START INFORMATION SHOWN
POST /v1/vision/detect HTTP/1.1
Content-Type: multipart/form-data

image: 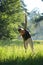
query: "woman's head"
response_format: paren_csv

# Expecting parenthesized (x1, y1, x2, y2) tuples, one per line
(18, 28, 25, 35)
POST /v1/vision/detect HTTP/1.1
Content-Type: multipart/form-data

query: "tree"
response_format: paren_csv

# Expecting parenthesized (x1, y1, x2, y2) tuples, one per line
(0, 0, 24, 39)
(27, 7, 43, 37)
(41, 0, 43, 1)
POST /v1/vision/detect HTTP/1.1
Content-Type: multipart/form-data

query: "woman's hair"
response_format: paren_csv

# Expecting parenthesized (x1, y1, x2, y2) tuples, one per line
(18, 28, 24, 32)
(18, 28, 21, 32)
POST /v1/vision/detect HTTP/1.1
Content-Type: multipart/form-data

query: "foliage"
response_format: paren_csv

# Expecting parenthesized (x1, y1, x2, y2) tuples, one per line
(0, 0, 24, 39)
(27, 8, 43, 38)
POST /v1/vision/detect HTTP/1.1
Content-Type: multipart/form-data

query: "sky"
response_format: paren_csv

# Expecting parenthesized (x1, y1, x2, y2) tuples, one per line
(24, 0, 43, 13)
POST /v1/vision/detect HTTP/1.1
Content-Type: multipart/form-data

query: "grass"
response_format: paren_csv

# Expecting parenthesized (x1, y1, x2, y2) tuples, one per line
(0, 39, 43, 65)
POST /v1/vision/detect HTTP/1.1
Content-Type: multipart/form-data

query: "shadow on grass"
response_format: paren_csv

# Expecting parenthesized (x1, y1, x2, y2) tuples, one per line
(0, 55, 43, 65)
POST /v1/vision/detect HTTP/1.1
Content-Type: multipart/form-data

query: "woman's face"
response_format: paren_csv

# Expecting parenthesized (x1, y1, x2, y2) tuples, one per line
(20, 30, 25, 35)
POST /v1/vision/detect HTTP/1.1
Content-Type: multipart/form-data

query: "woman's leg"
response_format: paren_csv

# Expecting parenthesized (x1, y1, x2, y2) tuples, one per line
(28, 38, 33, 52)
(24, 40, 28, 52)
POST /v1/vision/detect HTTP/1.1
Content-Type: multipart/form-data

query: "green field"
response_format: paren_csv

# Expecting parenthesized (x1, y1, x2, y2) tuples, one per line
(0, 40, 43, 65)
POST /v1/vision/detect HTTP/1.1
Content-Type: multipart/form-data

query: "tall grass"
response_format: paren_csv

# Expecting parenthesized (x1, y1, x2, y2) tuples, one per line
(0, 40, 43, 65)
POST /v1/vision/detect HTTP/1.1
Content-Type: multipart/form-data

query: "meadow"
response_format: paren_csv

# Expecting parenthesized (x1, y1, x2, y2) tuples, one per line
(0, 39, 43, 65)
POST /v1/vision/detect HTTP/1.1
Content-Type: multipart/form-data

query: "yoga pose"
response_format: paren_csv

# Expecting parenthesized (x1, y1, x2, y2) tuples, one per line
(18, 28, 33, 52)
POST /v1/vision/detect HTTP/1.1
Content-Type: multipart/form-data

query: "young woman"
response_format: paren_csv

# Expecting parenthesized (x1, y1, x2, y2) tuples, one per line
END INFORMATION SHOWN
» **TASK GOAL**
Check every line above for the word "woman" and copy those that have it.

» **EXPECTED ANSWER**
query: "woman's head"
query: "woman's hair"
query: "woman's face"
query: "woman's leg"
query: "young woman"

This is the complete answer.